Israel LHeureux said...

Great post! Just want to add my $0.02.

For even larger scaling, at least one loadbalancer (Juniper DX series)supports a notion of Active-N, instead of merely active-active or active-standby.

With just Active-Active, you have to keep each SLB's load below 50%, or you won't have failover. (51%+51%=crash)

ActiveN splits the SLB load among up to 64 individual SLBs, with cascading failover, and it can even work with just one public VIP:Port.

(Disclaimer: I used to work for the SLB company pre-Juniper acquired them, but the product is still worth checking out.)

Advanced users might want to investigate other features as well, such as SSL + HTTP compression + Muliplexing back-end connections as well as flexibly rewriting requests or response data (headers and content, both in and out) and on-board caching. All of these can really improve performance, but different vendors support them differently.

Always test an SLB in your environment, with your architecture and your data. And do external, real performance analysis, not simulated "tests" on a LAN.


Malcolm said...

Nice post, one of the best I've read. Logical and to the point.
I always stress to customers that if the application is designed to be horizontally scaled then growth and performance is easy to handle.
Chucking in a load balancer without any forward planning is daft.
I also think cookies should be in the application persistence layer not on the load balancer which is a bit of a sticky plaster approach.

John Chen said...

Good insights that could save a bit a grief and time.

+++

- _ACTIVITY A_
Repeat the rows, unchanged, from the line containing "Every <instance> block" down to the line containing "positive clicks: (329, 202)", with both of those lines included.

- _MATERIAL FOR THE TASK_
+++

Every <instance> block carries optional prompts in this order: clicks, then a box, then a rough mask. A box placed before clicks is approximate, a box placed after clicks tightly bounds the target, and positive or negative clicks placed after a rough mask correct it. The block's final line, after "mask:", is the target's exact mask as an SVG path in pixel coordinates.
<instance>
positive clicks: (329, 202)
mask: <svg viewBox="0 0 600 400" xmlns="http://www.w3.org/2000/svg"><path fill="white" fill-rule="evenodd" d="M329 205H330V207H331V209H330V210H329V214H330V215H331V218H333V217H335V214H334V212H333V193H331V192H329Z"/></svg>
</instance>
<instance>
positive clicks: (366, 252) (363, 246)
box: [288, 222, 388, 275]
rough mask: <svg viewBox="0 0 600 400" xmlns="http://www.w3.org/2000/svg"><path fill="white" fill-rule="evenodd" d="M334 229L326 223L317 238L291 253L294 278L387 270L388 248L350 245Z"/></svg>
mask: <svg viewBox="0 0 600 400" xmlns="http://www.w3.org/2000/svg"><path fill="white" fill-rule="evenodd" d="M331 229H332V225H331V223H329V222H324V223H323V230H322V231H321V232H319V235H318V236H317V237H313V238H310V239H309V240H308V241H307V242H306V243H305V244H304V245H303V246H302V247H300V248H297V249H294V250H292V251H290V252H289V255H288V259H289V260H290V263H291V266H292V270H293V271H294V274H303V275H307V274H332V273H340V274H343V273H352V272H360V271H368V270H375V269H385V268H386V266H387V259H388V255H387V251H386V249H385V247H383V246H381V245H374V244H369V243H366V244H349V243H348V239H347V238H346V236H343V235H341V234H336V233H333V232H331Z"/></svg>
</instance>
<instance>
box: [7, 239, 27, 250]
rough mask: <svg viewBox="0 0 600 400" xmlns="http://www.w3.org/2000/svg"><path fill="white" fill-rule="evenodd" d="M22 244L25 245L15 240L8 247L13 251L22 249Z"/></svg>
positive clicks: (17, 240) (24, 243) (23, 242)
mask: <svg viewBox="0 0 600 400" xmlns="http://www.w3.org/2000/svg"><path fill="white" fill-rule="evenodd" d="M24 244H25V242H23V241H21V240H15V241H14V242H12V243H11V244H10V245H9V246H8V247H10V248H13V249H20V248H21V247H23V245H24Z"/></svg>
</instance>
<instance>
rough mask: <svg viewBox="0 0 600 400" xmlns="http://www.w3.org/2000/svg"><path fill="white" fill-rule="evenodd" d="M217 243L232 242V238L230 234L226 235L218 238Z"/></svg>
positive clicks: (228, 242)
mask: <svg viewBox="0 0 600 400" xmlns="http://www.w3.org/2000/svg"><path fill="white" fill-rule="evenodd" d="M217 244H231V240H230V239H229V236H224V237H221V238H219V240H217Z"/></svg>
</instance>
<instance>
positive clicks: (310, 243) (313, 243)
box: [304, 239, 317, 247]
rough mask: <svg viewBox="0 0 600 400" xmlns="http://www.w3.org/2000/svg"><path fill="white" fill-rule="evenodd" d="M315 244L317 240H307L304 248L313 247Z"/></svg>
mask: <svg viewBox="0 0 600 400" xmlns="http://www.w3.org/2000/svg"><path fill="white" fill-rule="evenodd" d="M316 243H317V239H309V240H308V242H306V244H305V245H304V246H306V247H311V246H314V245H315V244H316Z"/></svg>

+++

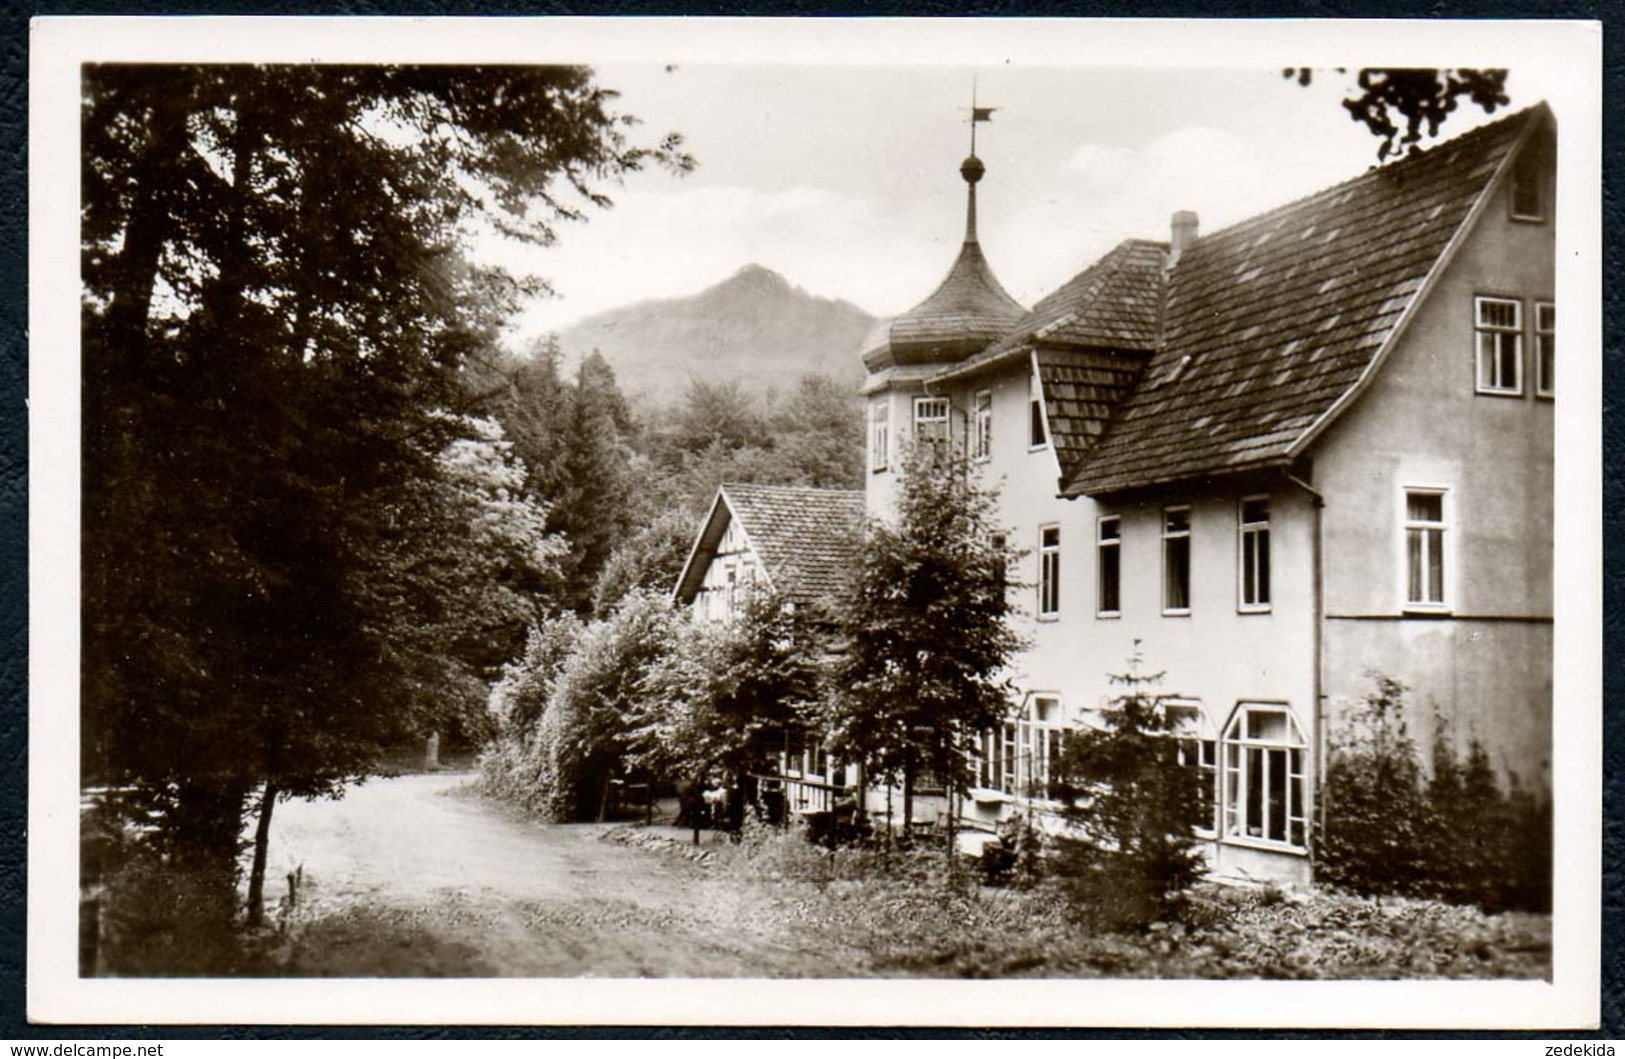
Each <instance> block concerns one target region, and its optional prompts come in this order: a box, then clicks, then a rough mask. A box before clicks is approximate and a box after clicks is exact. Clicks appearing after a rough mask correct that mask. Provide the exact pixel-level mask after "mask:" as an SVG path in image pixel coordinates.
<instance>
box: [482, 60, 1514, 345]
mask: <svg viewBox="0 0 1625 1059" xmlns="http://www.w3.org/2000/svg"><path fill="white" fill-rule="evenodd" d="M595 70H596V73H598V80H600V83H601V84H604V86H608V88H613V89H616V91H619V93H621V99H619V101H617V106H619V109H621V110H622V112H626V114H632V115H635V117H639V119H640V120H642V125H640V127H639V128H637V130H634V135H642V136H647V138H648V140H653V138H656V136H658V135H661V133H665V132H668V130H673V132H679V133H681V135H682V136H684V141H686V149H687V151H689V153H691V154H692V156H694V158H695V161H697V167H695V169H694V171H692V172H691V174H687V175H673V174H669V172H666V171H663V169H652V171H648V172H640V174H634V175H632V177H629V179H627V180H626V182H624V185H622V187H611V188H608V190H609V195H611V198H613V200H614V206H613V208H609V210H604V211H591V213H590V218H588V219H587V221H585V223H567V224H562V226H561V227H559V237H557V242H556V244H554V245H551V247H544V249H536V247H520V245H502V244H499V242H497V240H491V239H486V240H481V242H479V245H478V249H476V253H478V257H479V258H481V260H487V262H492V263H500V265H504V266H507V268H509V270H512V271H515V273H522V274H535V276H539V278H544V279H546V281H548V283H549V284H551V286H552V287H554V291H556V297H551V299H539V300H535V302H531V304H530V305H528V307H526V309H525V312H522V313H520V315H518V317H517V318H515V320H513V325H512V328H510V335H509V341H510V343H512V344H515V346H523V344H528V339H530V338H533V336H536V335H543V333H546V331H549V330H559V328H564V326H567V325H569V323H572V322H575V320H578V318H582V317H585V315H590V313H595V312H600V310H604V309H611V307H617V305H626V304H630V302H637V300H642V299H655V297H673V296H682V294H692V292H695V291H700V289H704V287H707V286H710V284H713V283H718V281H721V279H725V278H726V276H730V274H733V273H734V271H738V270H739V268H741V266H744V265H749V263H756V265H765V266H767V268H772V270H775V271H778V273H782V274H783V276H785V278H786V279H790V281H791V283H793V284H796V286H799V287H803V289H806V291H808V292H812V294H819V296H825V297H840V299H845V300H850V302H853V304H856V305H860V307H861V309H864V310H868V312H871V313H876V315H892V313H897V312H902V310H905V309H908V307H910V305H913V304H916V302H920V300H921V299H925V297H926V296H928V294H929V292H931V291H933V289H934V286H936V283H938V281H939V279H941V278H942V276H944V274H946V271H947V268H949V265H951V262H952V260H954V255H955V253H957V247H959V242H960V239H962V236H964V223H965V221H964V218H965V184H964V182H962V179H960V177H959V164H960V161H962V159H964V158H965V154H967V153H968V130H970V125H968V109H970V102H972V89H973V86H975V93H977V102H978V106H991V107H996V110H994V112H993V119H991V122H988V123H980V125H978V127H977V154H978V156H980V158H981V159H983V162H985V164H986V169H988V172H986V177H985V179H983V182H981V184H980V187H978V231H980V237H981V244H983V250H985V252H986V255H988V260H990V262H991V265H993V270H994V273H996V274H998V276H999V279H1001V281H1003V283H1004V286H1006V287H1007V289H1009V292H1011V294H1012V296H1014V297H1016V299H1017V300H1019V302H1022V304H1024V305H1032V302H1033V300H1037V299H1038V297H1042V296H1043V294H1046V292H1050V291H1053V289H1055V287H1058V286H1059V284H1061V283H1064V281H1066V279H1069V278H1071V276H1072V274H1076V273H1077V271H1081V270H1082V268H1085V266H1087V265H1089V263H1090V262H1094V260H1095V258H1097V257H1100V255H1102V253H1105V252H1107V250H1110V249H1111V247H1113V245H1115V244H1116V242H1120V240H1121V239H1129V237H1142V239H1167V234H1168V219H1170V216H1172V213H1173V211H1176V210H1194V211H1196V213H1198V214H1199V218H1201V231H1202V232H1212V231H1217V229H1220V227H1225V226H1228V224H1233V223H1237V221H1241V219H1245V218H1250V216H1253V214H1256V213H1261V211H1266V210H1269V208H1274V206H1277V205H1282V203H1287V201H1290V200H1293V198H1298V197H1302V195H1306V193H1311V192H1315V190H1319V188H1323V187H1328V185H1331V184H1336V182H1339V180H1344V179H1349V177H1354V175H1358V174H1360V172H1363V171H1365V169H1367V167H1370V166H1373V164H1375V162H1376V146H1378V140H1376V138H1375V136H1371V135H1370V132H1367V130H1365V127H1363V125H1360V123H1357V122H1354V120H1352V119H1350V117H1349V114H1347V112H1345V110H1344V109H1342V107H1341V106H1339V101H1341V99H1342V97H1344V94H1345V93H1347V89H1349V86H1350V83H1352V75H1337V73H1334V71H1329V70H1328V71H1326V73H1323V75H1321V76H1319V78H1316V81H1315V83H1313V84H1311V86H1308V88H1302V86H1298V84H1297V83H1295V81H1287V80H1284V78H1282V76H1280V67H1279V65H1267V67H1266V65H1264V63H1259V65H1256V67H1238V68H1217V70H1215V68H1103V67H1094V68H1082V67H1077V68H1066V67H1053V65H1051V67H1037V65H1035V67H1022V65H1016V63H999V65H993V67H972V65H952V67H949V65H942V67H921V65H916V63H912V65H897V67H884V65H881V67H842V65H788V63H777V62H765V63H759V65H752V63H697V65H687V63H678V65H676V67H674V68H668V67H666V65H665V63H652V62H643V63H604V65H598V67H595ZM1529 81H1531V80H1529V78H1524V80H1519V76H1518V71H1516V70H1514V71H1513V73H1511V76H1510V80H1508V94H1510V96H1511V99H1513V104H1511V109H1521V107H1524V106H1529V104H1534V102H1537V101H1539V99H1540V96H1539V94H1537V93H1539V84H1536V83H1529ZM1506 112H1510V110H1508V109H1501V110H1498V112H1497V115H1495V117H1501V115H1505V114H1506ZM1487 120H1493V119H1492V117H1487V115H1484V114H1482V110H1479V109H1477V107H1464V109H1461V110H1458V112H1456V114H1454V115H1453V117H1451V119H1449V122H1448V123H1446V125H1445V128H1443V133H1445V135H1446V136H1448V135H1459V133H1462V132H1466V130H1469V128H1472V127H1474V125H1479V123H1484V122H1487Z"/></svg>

+++

- _ACTIVITY B_
In the load balancer discussion, rewrite everything from "(Disclaimer: I used" down to "to the point.", putting "manufacturers" in place of "vendors".

- _SOLUTION A_
Every <instance> block carries optional prompts in this order: clicks, then a box, then a rough mask. A box placed before clicks is approximate, a box placed after clicks tightly bounds the target, and positive or negative clicks placed after a rough mask correct it. The block's final line, after "mask:", is the target's exact mask as an SVG path in pixel coordinates.
<instance>
positive clicks: (329, 202)

- _SOLUTION B_
(Disclaimer: I used to work for the SLB company pre-Juniper acquired them, but the product is still worth checking out.)

Advanced users might want to investigate other features as well, such as SSL + HTTP compression + Muliplexing back-end connections as well as flexibly rewriting requests or response data (headers and content, both in and out) and on-board caching. All of these can really improve performance, but different manufacturers support them differently.

Always test an SLB in your environment, with your architecture and your data. And do external, real performance analysis, not simulated "tests" on a LAN.


Malcolm said...

Nice post, one of the best I've read. Logical and to the point.